• [Article]
^^^^

Elijah Myers also designed state capitols for Idaho, Michigan, Texas, and Utah. As with his other statehouses, Myers gave Colorado's a Neoclassical design of Renaissance origins. The Board of Capitol Managers dismissed Myers in 1889 to save money. Denver architect Frank E. Edbrooke, who had placed second in the original architectural competition, completed the structure, basically following Myers's 1886 design. Edbrooke substituted gold for copper on the dome and dropped the allegorical female figure with which Myers had crowned it. Apparently the legislature, after considerable study of models in various states of dress, could not agree on which was the shapeliest. A major restoration of the dome and relaying of its gold skin, completed in 2014, did not include the forgotten lady.
The interior features Beulah red marble and Colorado Yule marble wainscoting and brass fixtures. Of 160 rooms, the most noteworthy are the Old Supreme Court chambers, the senate and house chambers, and the central rotunda, whose first-floor walls display murals (1938) by Colorado's premier muralist, Allen Tupper True, with captions from Colorado poet laureate Thomas Hornsby Ferril. Fire safety improvements evolved into a major restoration in the early 2000s, in which a new attic museum was installed, showcasing the building's history. On the east side of the capitol is the Closing Era, a bronze Indian and buffalo crafted for the 1893 World's Columbian Exposition by Preston Powers, who once taught in Denver. The grounds were designed by Colorado's pioneer landscape architect, Reinhard Schuetze. A $17 million restoration of the dome by Quinn Evans Architects with Humphries Poli Architects, completed in 2014, included the new gold coat.
Colorado State Museum
1913, Frank E. Edbrooke. 1987 restoration and renovation, Pahl-Pahl-Pahl Architects. Fourteenth Avenue, southeast corner of Sherman Street, HD-6
For the stately museum on the south side of the capitol, Edbrooke used Colorado Yule marble on a Gunnison granite base in a Neoclassical style, echoing the capitol. As this building shows, Edbrooke had made the leap from nineteenth-century romantic styles to early-twentieth-century Neoclassicism. Richard Brettell, in his book Historic Denver: The Architects and the Architecture, 1858–1893 (1973), wrote of Edbrooke's final major edifice: "The building is architecturally pure and its imagery exudes a hardened pomp and grandeur. Its memorial, almost funereal appearance is appropriate both because it is a museum — a historical society — and because it was Edbrooke's self-consciously last building." Pahl-Pahl-Pahl Architects of Denver restored the edifice for use by the Colorado State Legislature in 1987. The Colorado Historical Society, re-branded History Colorado in 2009, is now located at 1200 Broadway in an office, library, and museum known as the History Colorado Center (2012, Tryba Architects).
State Office Building
1921, William N. Bowman. 1985 restoration, Urban Design Group. 201 East Colfax Avenue, northeast corner of Sherman Street, HD-6
Of a half dozen twentieth-century state office buildings clustered around the capitol, this is one of the finest. A Renaissance Revival palace guarded by twin bronze lions sculpted by Robert Garrison, it has an exterior of Cotopaxi granite and Colorado Yule marble. The exquisite interior features a black-and- white marble checker-floored central court, ivory-colored marble walls, and bronze fixtures under a stained glass skylight. After a narrow escape from the wrecking ball, a $4 million restoration preserved this classic as offices for the Colorado Department of Education and the State Library.

^^^^

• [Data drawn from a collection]
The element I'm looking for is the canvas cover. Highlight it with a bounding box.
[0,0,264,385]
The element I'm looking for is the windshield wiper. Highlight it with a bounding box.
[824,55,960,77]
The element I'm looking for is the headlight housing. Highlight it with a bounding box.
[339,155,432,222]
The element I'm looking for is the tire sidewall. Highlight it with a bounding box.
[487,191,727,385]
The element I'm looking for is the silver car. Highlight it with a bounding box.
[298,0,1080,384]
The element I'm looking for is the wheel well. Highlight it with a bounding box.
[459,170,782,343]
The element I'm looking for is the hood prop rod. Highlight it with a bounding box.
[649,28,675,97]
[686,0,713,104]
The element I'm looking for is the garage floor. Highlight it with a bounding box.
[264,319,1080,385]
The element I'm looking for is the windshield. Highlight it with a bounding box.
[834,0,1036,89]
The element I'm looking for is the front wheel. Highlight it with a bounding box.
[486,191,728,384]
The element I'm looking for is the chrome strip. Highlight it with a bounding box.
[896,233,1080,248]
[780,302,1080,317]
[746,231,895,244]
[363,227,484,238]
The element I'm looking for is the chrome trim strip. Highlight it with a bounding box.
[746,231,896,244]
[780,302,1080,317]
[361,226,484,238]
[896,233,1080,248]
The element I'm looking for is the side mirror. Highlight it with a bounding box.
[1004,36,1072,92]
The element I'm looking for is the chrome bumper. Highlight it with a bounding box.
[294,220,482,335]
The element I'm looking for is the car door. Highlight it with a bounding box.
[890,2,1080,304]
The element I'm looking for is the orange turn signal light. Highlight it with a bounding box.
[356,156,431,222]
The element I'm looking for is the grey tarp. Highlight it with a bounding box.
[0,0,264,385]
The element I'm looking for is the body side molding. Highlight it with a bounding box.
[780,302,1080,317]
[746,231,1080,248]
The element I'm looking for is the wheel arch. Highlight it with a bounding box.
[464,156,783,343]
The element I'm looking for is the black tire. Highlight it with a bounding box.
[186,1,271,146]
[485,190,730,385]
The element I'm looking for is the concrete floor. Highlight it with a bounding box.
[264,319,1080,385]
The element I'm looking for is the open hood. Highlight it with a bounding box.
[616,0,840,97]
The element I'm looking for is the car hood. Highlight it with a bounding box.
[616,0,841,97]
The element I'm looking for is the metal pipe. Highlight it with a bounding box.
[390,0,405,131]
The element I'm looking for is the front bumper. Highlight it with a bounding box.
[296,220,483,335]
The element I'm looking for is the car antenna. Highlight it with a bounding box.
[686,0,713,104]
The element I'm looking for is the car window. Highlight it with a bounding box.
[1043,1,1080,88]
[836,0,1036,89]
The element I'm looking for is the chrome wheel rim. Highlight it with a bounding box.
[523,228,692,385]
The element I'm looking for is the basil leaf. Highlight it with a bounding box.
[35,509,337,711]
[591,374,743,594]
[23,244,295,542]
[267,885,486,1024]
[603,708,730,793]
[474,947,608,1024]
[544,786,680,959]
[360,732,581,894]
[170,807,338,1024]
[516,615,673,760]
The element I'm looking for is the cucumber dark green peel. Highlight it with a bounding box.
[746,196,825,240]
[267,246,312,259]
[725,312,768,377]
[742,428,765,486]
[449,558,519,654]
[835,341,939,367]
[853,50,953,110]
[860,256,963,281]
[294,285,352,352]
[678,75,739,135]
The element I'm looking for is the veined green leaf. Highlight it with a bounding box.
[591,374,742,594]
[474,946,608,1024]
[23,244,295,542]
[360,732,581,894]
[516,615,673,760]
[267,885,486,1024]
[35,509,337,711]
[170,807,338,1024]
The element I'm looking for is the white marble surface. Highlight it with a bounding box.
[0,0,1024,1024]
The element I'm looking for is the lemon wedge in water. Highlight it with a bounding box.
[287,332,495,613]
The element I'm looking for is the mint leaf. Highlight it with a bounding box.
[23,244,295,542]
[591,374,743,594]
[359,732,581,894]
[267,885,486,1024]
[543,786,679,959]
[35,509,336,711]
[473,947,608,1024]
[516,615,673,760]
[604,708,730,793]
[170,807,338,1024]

^^^^

• [Required task 1] Write out everything in the passage on Colorado's state buildings from "Elijah Myers also" down to "the forgotten lady.".
• [Required task 2] According to the passage on Colorado's state buildings, who sculpted the twin bronze lions guarding the State Office Building?
• [Required task 3] Carry on the passage on Colorado's state buildings from the point where it stops.

• [Exercise answer 1]
Elijah Myers also designed state capitols for Idaho, Michigan, Texas, and Utah. As with his other statehouses, Myers gave Colorado's a Neoclassical design of Renaissance origins. The Board of Capitol Managers dismissed Myers in 1889 to save money. Denver architect Frank E. Edbrooke, who had placed second in the original architectural competition, completed the structure, basically following Myers's 1886 design. Edbrooke substituted gold for copper on the dome and dropped the allegorical female figure with which Myers had crowned it. Apparently the legislature, after considerable study of models in various states of dress, could not agree on which was the shapeliest. A major restoration of the dome and relaying of its gold skin, completed in 2014, did not include the forgotten lady.

• [Exercise answer 2] Robert Garrison.

• [Exercise answer 3]
Denver Public Library
1955, Burnham Hoyt, William E. Fisher, and Arthur A. Fisher. 1995 addition, Michael Graves and Klipp Colussy Jenks DuBois. 10 West Fourteenth Avenue Parkway, northwest corner of Broadway, HD-6
On the north side of this full-block complex, the 1955 four-story Burnham Hoyt Library subtly plays on classical composition, using two-story window bands to represent a glazed colonnade and third-story fenestration arranged like a frieze. Its semicircular two-story bay overlooks Civic Center.
Such refinements deferring to the Neoclassicism of Civic Center were lost on Michael Graves, the famous Princeton, New Jersey, postmodernist who, with the Denver firm of Brian Klipp, produced the seven-story addition attached to the south side of the original building. This addition tripled the size of the library, creating a depository for over 1 million books, 2 million government documents, and a cornucopia of special collections. The addition's massive size is made visually smaller by breaking it into a variety of rectangles, colors, cylinders, and towers. Copper sheaths the domed entry pavilion of the children's library and serves as accent trim elsewhere on the exterior.
Graves used clearly articulated masses that express their functions. His drum-like rotunda houses the first-floor reference room, the third-floor periodicals room, and the fifth-floor Western History and Genealogy Department. The latter has a superb collection of Denver, Colorado, and Rocky Mountain region books, manuscripts, photos, art, maps, architectural renderings, and multiple other resources. This distinctive drum, Graves's signature shape, is centered in the set-back rectangular massing of the south elevation. Here Graves comes closest to Neoclassical harmony with a parade of columns along West Thirteenth Avenue. German limestone from the fossil-rich Solnhofen quarries covers the south facade in a creamy color that matches the Indiana limestone skin of Hoyt's 1955 library on the north side. Other elevations are clad in red and green cast stone that emphasizes the geometrical shapes of a structure local supervising architect Brian Klipp called "classically contemporary."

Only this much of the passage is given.